• ЗАДАНИЯ ДЛЯ ВЫПОЛНЕНИЯ
1. Выпишите все слова, которые в тексте упражнения заключены в кавычки-ёлочки.
2. Перепишите без изменений фрагмент текста упражнения между словами «Мой сосед объездил» и «такой повышенной зарплате!» включительно.
3. Сколько шин, согласно тексту упражнения, герой пропорол сегодня ночью?

===== ТЕКСТ УПРАЖНЕНИЯ

Мой сосед объездил весь Союз —
Что-то ищет, а чего — не видно, —
Я в дела чужие не суюсь,
Но мне очень больно и обидно.
У него на окнах — плюш и шелк,
Баба его шастает в халате, —
Я б в Москве с киркой уран нашел
При такой повышенной зарплате!
Халат на соседской жене обижает его сильнее, чем отсутствие халата на своей. Он видит лишь явное неравенство, а следовательно, и несправедливость:
У них денег — куры не клюют,
А у нас — на водку не хватает!
Эта краткая и ясная формула исчерпывает весь смысл социального сознания тех, кому до сих пор, и, быть может, сегодня особенно, нестерпима сама мысль о положении, при котором человек смог бы не по прихоти начальства и не с помощью плутней и воровства, а честным путем добиваться лучшей участи. Отсюда и фанатическая ненависть к «собственникам» и даже к их собственности. Ненависть эта распространяется в особенности на те предметы, какими хотелось бы обзавестись и самому. Но покуда это не удается, надо всемерно портить радость счастливчикам, например владельцам автомобилей:
Сегодня ночью я три шины пропорол, —
Так полегчало — без снотворного уснул!
Выливающаяся в такие решительные действия стихийная классовая ненависть подогревается усиленным самовнушением:
За то ль я гиб и мер в семнадцатом году,
Чтоб частный собственник глумился в «Жигулях»!
Затеяно даже некое самоиспытание на идейную прочность:
Но вскоре я машину сделаю свою —
Все части есть, — а от владения уволь:
Отполирую — и с разгону разобью
Ее под окнами отеля «Метрополь».

==========
===== ИЗВЛЕЧЁННЫЕ ЗАПИСИ

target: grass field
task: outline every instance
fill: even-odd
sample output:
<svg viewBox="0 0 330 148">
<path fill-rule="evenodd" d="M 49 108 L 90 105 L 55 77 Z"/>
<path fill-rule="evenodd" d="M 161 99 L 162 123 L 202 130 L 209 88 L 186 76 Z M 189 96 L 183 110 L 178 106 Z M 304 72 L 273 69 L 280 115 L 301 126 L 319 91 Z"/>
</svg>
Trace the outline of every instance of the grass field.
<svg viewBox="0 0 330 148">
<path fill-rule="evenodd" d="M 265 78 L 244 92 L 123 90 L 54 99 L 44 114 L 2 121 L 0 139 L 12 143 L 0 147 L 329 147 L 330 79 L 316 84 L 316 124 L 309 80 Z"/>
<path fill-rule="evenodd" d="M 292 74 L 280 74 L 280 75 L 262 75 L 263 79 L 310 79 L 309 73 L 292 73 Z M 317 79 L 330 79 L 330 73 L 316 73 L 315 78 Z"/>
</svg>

==========

• СПИСОК РЕШЕНИЙ
1. «собственникам», «Жигулях», «Метрополь»

2.
Мой сосед объездил весь Союз —
Что-то ищет, а чего — не видно, —
Я в дела чужие не суюсь,
Но мне очень больно и обидно.
У него на окнах — плюш и шелк,
Баба его шастает в халате, —
Я б в Москве с киркой уран нашел
При такой повышенной зарплате!

3. Три шины.